:: Trecho selecionado ::
==============================
A ESCRAVIDÃO
Se Deus é
quem deixa o mundo
Sob o peso que o oprime,
Se ele consente esse crime,
Que se chama a escravidão,
Para fazer homens livres,
Para arrancá-los do abismo,
Existe um patriotismo
Maior que a religião.
Se não
lhe importa o escravo
Que a seus pés queixas deponha,
Cobrindo assim de vergonha
A face dos anjos seus,
Em seu delírio inefável,
Praticando a caridade,
Nesta hora a mocidade
Corrige o erro de Deus!
(Tobias
Barreto)
"Tobias Barreto de
Meneses nasceu na vila sergipana de Campos, a 7 de junho de 1839, sendo filho
de Pedro Barreto de Meneses, escrivão de órfãos e ausentas da localidade. É o
patrono da Cadeira nº 38 da Academia Brasileira de Letras. Aprendeu as
primeiras letras com o professor Manuel Joaquim de Oliveira Campos. Estudou
latim com o padre Domingos Quirino, dedicando-se com tal aproveitamento que, em
breve, iria ensinar a matéria em Itabaiana. Em 1861 seguiu para a Bahia com a
intenção de freqüentar um seminário mas, sem vocação firme, desistiu de
imediato. Sem ter prestado exames preparatórios voltou à sua vila donde sairá
com destino a Pernambuco. Em 1854 e 1865 o jovem Tobias, para sobreviver, deu
aulas particulares de diversas matérias. Na ocasião prestou concurso para a
cadeira de latim no Ginásio Pernambucano, sem conseguir, contudo, a desejada
nomeação. Em 1867 disputou a vaga de Filosofia no referido estabelecimento.
==============================
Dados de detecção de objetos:
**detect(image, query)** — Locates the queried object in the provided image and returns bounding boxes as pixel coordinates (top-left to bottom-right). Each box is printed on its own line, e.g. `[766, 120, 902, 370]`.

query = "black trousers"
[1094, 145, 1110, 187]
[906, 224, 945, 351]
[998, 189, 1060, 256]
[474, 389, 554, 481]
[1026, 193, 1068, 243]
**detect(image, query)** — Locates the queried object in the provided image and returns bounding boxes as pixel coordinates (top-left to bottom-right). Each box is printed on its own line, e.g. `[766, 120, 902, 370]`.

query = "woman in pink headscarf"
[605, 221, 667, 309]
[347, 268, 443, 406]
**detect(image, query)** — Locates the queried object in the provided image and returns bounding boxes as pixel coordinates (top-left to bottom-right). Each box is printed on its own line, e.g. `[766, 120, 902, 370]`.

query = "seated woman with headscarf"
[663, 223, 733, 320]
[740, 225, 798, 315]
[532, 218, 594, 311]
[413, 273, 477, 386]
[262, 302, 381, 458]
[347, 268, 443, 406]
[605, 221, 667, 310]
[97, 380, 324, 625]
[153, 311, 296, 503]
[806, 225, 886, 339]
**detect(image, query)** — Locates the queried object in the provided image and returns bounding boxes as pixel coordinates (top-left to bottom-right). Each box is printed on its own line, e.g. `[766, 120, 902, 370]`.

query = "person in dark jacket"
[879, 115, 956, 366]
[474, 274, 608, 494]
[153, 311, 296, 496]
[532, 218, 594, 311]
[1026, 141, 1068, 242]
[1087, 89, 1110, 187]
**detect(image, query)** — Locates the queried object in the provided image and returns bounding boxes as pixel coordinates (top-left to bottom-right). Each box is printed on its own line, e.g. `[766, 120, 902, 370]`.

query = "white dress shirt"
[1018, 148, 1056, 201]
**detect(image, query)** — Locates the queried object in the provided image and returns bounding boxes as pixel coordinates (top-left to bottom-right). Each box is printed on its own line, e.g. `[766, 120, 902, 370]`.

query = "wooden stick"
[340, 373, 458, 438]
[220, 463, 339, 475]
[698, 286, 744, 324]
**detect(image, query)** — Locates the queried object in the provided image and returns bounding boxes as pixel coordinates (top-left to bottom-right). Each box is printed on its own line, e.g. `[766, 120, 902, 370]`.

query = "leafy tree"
==============================
:: Atividades propostas ::
**1)** Reescreva em prosa, de forma mais breve, a estrofe do trecho que começa com "Se Deus é quem deixa o mundo", mantendo suas ideias principais.
**2)** Segundo o trecho, onde e quando nasceu Tobias Barreto de Meneses?

:: Respostas em ordem ::
**1)** Se Deus permite que o mundo sofra sob o crime da escravidão, existe, para libertar os homens e tirá-los do abismo, um patriotismo maior que a religião.

**2)** Na vila sergipana de Campos, em 7 de junho de 1839.